■ EXERCISE REQUIREMENTS:
Copy the passage on minimal simulations from "With this approach, it" to "real physical system.", changing "torque" to "force".

■ SELECTION:

++++

However, performing evolution on real physical robots is problematic for the same reasons that benchmarks on physical robots are problematic. The robots must be reset to the same state each time; they often involve behavior that can physically damage the robots; and they take a very long time to run. For this reason, attempts were made to evolve algorithms using simulated robots. However, the general finding was that algorithms that worked on the simulated robots would not work when run on the real physical robots. If the simulations were improved, adding complex physical detail, then it was possible to generalize to real behavior; unfortunately, such complex simulations would run slower than real-time (see Husbands and Harvey, 1992; Husbands et al., 1993).

To address this problem, Jakobi (1997) proposed the creation of “minimal” simulations. These are simulations where there is variability within the simulation itself. In other words, we make poor simulations, but ensure that the way in which they are poor is itself variable. We are then in a position to ensure that the controllers work across that whole range of variability. “Instead of trying to eliminate the differences between simulation and reality, they are acknowledged, and mechanisms are put in place to prevent evolving controllers from relying on them (Jakobi, 1998, p. 48).”

With this approach, it became possible to build minimal simulations that would run faster than real-time and yet also be complex enough that if a system could successfully control the simulation, it was also likely to successfully control a real robot. To achieve this kind of transfer, the simulations were made to be unreliable in almost every respect. For example, for a simulation of a simple motor it would still be the case that if power is applied it would generally try to spin, but the exact amount of torque, the amount of sensory noise, the amount of time needed, the amount of static and dynamic friction, and so on would all be randomly chosen. A successful controller would have to deal with this wide range of variability, and if it could handle that variability then there would be reason to believe it could also handle the real physical system.

++++

[Items from a data source]
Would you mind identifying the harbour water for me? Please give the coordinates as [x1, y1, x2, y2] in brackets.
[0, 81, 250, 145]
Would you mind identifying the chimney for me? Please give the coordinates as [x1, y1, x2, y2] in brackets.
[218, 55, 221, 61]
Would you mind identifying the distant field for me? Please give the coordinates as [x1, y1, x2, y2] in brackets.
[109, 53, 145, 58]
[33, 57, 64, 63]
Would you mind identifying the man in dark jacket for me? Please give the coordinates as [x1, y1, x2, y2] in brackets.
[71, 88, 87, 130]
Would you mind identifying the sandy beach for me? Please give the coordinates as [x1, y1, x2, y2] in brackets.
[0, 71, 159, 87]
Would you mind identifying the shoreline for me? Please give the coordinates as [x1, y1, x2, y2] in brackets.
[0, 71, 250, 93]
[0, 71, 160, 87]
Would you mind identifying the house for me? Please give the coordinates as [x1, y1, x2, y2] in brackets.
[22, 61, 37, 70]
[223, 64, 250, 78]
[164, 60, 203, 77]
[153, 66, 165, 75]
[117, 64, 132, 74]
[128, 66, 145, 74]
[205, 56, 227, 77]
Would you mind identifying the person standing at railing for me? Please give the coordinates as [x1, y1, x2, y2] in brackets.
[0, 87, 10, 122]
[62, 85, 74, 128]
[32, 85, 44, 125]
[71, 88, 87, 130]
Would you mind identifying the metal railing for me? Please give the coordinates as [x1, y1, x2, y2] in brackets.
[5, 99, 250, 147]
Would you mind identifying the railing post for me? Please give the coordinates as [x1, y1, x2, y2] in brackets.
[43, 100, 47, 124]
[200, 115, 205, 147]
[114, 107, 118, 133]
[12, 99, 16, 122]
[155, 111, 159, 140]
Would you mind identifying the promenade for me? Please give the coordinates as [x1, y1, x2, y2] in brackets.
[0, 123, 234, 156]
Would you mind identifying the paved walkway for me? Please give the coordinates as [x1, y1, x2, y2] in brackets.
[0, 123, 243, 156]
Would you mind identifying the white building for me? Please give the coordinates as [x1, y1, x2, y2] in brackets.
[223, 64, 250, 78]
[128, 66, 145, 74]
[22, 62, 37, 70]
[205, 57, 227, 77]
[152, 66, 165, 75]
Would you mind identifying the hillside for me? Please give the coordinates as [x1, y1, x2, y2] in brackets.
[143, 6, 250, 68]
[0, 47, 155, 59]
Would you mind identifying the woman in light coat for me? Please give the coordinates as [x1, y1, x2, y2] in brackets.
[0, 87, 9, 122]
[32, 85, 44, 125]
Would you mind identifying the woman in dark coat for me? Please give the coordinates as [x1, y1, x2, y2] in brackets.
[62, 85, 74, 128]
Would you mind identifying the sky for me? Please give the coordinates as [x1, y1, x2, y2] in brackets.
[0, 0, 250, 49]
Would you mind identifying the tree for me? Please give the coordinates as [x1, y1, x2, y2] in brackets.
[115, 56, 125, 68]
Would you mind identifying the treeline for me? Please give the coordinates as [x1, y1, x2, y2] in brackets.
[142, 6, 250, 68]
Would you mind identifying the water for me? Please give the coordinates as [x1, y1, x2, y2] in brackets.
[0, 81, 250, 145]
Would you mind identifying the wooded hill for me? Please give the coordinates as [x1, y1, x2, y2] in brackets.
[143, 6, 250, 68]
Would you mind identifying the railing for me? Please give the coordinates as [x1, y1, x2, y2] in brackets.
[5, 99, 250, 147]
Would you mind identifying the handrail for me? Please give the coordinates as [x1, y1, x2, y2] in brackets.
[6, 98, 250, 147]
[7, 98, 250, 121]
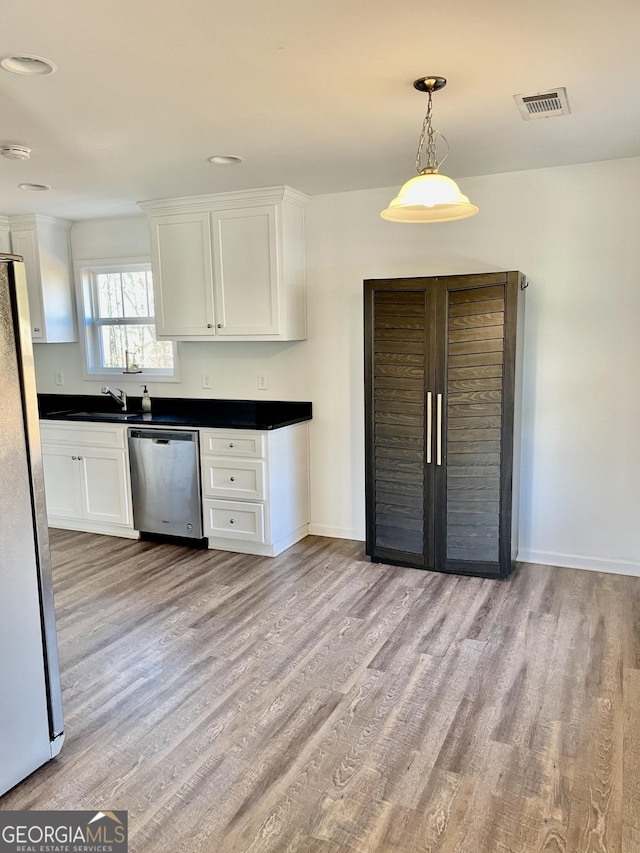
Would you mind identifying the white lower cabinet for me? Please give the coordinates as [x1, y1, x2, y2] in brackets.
[200, 422, 309, 557]
[40, 421, 138, 538]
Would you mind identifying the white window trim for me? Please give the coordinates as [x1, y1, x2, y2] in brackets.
[74, 257, 180, 382]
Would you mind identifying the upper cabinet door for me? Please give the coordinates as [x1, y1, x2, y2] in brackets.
[140, 187, 307, 341]
[211, 206, 280, 336]
[9, 214, 78, 343]
[151, 213, 215, 340]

++++

■ RESPONSE:
With this approach, it became possible to build minimal simulations that would run faster than real-time and yet also be complex enough that if a system could successfully control the simulation, it was also likely to successfully control a real robot. To achieve this kind of transfer, the simulations were made to be unreliable in almost every respect. For example, for a simulation of a simple motor it would still be the case that if power is applied it would generally try to spin, but the exact amount of force, the amount of sensory noise, the amount of time needed, the amount of static and dynamic friction, and so on would all be randomly chosen. A successful controller would have to deal with this wide range of variability, and if it could handle that variability then there would be reason to believe it could also handle the real physical system.